Available records >>
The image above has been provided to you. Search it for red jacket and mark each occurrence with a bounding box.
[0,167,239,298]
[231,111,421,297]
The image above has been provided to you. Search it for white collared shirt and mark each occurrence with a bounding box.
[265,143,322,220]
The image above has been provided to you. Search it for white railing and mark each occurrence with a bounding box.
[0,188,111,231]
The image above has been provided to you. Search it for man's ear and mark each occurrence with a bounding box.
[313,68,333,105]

What you need to do >> Only the lines from the one containing "for white railing" through the last line of the entries above should be copied, exactly as written.

Your solution >>
The image above has been provided to you. Search it for white railing and mark each occurrence with a bounding box.
[0,188,111,231]
The image above has been provided to you. Search it for man's ear and mark each occurrence with a bounding box.
[313,68,333,105]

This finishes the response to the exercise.